◆ **Work to do**:
A) Answer these questions using the Prusa Mini passage, one per line:
(i) Which company manufactures the printer?
(ii) What is its build volume?
(iii) How many thermistors does it use to detect thermal runaway?
B) Carry on the Prusa Mini passage from its final sentence.

[Start Given passage]

The Prusa Mini, sometimes stylized as the Original Prusa MINI, is an open-source fused deposition modeling 3D printer that is manufactured by the Czech company Prusa Research. The printer is the lowest cost machine produced by Prusa Research and is designed as a first printer or as part of a 'print farm'.

Specifications

Mini 

The Prusa Mini was officially launched in October 2019. The printer is available either assembled or as a kit. The build volume is 180 x 180 x 180 mm, and the print is performed on a spring steel sheet which meant to be easy to remove. Minimum layer resolution is 50 micrometers, and the maximum print speed is 200 millimeters per second. The printer has an LCD color display (non-touch), is able to print via USB drives. It has a custom 32-bit mainboard and a built-in online firmware updater. The printer has sensorless homing using Trinamic 2209 drivers and has a custom hot end which supports E3D nozzles.

It has several safety features including three thermistors to detect thermal runaway.

[End Given passage]
[Start Information supplied]

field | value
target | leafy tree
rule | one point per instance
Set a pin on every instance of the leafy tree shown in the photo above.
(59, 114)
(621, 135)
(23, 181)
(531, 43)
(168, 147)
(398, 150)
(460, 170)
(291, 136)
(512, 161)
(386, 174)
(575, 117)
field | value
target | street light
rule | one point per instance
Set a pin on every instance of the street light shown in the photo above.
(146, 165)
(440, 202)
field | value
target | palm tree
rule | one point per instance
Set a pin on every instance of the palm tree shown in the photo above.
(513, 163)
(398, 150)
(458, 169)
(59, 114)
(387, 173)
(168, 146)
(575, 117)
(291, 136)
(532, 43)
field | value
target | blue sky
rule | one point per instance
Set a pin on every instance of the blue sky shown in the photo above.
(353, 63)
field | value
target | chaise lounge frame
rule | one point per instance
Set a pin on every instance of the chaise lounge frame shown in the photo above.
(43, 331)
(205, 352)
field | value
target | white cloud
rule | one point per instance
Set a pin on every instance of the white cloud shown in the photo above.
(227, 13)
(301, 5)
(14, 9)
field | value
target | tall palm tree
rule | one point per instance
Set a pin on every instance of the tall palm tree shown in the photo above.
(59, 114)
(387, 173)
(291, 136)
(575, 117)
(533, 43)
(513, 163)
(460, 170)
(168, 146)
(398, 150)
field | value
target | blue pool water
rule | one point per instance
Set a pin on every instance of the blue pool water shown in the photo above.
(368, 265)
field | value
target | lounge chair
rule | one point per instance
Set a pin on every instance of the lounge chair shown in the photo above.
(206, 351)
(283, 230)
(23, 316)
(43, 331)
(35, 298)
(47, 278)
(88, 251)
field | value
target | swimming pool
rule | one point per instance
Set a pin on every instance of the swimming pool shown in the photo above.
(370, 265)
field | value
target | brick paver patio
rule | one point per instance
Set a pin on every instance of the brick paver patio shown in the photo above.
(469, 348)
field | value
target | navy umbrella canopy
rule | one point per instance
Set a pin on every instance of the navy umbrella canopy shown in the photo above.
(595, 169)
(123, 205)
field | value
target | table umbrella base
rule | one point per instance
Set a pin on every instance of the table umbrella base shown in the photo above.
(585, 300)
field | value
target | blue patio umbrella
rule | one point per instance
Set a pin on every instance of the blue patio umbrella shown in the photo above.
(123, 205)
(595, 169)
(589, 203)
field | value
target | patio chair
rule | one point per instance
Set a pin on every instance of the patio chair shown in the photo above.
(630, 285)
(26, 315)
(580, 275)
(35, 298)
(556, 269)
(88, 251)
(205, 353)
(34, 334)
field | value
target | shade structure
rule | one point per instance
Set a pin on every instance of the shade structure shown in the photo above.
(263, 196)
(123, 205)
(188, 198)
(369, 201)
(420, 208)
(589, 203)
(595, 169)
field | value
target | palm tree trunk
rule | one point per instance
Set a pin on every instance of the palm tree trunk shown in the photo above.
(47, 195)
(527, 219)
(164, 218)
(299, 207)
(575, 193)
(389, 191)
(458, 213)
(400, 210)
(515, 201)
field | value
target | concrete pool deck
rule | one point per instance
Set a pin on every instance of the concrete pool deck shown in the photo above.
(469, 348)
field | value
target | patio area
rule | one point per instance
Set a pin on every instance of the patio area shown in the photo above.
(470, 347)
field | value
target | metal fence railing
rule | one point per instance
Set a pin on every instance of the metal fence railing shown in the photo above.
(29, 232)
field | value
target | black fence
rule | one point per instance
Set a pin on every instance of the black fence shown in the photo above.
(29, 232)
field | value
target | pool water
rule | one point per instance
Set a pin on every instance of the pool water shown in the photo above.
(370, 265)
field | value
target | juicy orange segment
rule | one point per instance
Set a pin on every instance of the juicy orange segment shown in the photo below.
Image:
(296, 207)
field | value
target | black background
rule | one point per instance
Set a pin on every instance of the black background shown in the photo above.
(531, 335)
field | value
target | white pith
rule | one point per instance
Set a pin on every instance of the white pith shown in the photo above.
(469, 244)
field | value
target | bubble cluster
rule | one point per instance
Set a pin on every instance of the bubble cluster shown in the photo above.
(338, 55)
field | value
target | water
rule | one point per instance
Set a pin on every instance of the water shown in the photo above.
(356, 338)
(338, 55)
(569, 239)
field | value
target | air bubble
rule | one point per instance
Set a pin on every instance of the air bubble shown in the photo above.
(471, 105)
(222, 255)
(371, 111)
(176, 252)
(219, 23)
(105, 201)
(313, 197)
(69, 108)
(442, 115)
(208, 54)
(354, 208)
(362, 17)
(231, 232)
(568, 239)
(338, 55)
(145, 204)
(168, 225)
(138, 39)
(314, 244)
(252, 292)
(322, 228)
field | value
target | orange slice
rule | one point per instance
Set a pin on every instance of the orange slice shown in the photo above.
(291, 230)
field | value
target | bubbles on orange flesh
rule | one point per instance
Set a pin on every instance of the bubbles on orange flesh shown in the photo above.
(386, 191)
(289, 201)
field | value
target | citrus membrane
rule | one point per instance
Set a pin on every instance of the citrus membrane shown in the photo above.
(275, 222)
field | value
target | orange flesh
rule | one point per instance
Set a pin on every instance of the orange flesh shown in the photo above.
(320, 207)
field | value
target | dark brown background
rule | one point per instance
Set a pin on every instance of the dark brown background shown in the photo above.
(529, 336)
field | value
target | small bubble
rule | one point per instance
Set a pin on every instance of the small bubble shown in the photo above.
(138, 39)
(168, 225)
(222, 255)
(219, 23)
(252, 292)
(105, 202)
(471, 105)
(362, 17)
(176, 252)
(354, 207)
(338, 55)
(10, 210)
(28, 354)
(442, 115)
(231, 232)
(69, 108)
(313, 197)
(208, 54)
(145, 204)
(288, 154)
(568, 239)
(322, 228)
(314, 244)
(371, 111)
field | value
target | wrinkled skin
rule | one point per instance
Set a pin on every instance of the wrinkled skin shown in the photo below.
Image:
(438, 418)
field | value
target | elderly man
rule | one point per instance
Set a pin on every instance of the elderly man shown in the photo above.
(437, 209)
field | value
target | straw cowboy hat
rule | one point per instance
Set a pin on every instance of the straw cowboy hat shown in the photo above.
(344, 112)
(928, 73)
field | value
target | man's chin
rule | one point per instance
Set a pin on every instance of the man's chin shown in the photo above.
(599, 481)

[End Information supplied]
[Start Information supplied]

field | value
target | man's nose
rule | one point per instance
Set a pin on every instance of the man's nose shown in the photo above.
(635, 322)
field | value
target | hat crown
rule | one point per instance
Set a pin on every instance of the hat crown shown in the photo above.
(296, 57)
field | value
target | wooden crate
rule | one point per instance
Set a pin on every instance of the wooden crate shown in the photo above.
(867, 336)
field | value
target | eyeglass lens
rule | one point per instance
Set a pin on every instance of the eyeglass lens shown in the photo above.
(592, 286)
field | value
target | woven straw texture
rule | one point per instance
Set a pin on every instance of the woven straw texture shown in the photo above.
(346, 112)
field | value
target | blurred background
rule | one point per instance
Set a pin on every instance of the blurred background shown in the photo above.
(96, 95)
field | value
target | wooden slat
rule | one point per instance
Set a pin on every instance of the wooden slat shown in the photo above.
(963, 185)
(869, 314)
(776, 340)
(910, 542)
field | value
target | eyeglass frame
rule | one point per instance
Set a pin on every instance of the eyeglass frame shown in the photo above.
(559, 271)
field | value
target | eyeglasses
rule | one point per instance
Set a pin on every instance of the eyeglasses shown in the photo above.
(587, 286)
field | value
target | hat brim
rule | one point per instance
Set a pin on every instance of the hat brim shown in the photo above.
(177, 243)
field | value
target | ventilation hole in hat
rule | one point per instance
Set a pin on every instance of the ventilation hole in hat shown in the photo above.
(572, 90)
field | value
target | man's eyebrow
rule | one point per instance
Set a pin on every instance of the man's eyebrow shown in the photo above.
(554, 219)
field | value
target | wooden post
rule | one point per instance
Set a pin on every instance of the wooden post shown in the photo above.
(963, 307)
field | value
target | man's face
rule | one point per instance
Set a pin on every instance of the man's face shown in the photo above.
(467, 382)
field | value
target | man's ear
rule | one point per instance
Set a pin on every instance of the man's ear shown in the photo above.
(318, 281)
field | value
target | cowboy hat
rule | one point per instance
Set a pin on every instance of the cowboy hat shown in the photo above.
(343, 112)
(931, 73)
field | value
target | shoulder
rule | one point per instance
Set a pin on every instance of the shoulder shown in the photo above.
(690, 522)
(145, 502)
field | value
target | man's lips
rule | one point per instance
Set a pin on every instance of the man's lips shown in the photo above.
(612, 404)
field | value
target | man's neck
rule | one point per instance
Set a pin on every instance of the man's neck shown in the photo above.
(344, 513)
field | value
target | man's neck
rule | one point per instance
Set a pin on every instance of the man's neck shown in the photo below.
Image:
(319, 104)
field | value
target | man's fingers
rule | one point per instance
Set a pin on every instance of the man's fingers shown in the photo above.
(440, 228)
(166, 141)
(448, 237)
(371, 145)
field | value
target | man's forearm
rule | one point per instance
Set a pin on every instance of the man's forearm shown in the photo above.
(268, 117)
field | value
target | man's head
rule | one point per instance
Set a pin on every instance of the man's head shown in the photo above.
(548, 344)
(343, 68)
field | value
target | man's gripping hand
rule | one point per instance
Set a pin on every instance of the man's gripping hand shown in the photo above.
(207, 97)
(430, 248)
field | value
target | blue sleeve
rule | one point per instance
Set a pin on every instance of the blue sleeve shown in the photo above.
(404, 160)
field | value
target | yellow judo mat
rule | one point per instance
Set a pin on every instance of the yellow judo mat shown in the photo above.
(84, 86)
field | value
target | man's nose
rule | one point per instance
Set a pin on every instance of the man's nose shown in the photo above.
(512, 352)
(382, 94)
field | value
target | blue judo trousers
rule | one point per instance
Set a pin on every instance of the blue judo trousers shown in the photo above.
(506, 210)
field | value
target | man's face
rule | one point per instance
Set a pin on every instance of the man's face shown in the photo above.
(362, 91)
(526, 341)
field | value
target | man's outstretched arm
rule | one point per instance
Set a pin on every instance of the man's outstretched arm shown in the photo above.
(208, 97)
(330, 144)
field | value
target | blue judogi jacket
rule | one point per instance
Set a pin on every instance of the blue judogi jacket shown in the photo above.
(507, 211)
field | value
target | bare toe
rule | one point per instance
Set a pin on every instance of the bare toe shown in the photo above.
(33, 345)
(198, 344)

[End Information supplied]
[Start Information supplied]

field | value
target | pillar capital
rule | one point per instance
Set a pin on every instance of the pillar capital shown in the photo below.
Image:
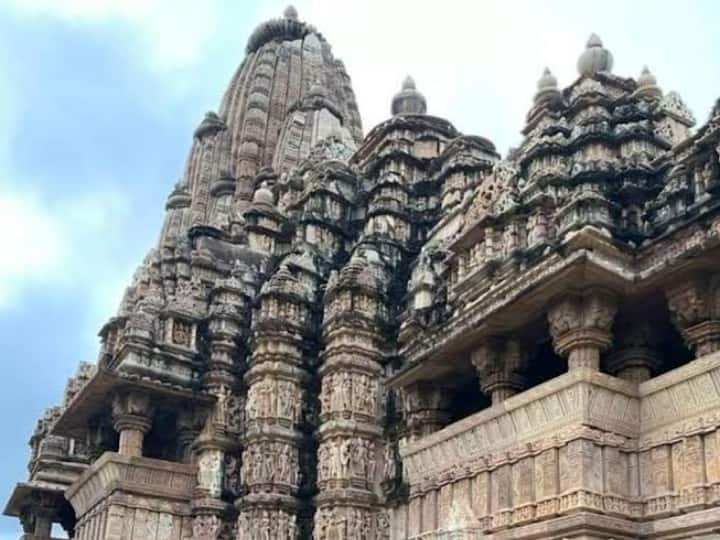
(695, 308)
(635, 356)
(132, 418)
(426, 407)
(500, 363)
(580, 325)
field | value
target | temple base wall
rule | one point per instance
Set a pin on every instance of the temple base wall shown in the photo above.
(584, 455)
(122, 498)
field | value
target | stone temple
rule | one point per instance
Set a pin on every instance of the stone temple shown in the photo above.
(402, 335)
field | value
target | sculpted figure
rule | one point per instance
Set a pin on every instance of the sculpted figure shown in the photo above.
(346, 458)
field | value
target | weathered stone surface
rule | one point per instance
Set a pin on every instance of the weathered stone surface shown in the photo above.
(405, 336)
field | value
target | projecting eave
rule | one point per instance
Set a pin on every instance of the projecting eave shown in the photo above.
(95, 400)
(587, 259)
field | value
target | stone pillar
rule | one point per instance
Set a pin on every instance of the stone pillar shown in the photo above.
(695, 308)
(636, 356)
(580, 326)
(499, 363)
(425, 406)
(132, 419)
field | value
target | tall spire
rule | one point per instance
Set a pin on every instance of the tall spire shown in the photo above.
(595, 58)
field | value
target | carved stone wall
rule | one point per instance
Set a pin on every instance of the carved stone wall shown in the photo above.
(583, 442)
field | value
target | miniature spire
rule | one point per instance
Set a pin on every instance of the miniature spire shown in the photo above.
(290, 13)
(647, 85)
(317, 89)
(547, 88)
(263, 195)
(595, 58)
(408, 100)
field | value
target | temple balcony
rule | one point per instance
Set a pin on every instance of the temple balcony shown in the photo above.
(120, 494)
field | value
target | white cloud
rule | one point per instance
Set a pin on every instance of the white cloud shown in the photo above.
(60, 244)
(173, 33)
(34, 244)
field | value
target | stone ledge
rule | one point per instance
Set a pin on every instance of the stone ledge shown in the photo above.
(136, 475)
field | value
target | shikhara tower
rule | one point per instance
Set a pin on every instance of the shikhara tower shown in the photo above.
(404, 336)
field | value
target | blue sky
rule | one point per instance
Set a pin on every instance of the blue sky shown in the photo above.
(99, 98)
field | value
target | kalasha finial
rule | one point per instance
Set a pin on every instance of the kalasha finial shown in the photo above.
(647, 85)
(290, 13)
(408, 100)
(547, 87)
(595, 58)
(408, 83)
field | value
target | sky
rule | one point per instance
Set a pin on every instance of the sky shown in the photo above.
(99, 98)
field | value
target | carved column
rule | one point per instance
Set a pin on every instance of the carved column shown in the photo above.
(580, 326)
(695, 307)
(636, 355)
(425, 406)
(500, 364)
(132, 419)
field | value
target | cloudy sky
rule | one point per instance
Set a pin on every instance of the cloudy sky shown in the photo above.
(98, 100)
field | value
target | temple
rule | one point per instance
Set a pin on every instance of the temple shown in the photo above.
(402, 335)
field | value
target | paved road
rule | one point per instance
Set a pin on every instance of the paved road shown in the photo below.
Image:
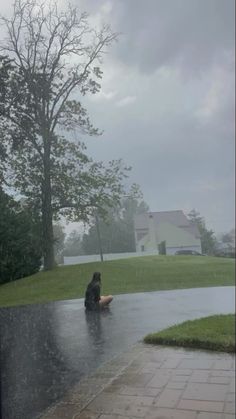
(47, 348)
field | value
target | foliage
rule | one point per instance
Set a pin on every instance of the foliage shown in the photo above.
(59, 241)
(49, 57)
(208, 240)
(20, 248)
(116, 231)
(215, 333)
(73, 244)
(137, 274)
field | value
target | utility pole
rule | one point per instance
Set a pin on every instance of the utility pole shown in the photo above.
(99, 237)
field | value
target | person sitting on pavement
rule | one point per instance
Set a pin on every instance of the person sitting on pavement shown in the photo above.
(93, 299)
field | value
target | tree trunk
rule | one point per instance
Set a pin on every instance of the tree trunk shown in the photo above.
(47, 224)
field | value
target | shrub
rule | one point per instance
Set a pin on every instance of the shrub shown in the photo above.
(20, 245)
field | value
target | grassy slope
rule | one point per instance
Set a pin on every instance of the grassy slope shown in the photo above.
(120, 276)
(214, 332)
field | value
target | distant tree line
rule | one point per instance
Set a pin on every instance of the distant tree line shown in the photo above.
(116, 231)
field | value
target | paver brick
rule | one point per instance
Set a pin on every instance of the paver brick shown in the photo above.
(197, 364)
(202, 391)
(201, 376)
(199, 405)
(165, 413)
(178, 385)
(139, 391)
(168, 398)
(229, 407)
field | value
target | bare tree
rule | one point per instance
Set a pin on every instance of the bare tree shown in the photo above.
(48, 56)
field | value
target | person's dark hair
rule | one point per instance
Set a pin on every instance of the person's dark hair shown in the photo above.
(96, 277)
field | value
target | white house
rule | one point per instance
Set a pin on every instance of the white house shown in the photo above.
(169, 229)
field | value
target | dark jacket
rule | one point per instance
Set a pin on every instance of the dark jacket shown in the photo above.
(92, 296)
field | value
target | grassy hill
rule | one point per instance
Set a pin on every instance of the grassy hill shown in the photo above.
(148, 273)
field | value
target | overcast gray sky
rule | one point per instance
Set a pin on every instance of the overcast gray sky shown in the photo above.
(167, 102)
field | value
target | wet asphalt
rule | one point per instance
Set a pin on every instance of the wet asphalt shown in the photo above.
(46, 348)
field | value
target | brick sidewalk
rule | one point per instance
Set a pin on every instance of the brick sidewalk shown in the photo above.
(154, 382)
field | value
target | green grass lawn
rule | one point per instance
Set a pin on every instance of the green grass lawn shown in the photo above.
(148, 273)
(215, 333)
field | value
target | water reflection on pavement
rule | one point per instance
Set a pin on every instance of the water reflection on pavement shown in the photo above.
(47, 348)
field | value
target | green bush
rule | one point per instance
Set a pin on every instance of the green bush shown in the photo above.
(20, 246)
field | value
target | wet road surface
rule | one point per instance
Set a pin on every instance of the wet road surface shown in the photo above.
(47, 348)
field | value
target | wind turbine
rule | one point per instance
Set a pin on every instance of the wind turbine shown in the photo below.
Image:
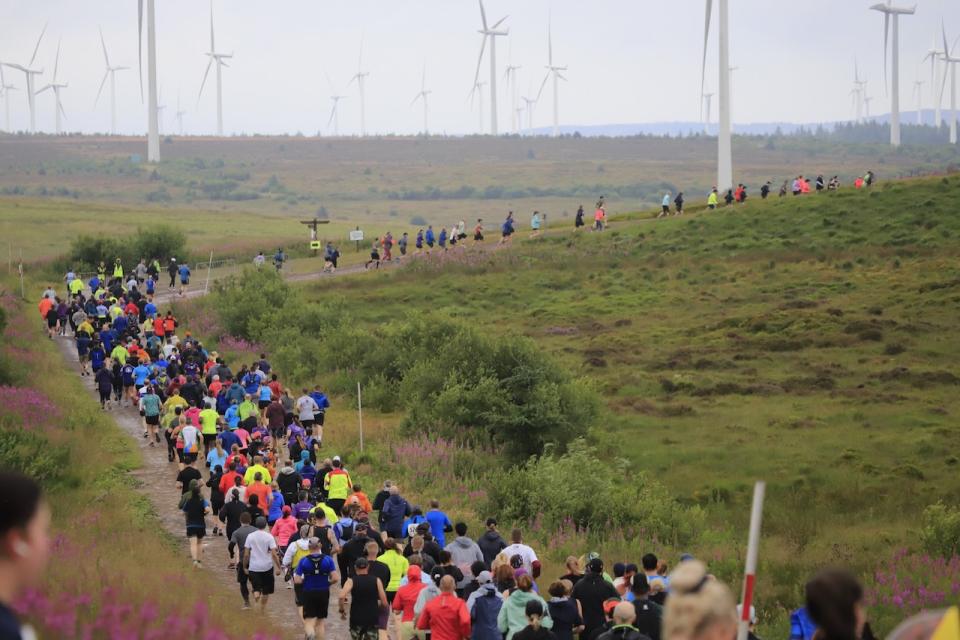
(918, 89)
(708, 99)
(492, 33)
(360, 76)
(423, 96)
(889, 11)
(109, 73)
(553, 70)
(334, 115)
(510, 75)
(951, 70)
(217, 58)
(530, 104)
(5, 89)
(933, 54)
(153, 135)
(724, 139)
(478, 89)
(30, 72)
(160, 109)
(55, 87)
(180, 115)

[End Information supplied]

◆ **Results for each task**:
A)
(i) Prusa Research
(ii) 180 x 180 x 180 mm
(iii) Three

B)
The printer is the first open source hardware product to require a user wishing to use unsigned firmware to physically break off a piece of the PCB, voiding the printer's warranty, before it can be flashed onto the board.  This made sure Prusa wasn't liable for damage caused by printers instructed to behave in an unendorsed manner by custom firmware (such as disabling thermal runaway protections or other safety features).

Mini+ 
In November 2020, the Prusa Mini was replaced by the Mini+, which had a few small updates meant to ease assembly and maintenance. One of the changes was a new mesh bed levelling sensor called "SuperPINDA" which replaced the previous "MINDA" sensor, and it is claimed by the manufacturer that this should result in a more consistent calibration of the first print layer in particular.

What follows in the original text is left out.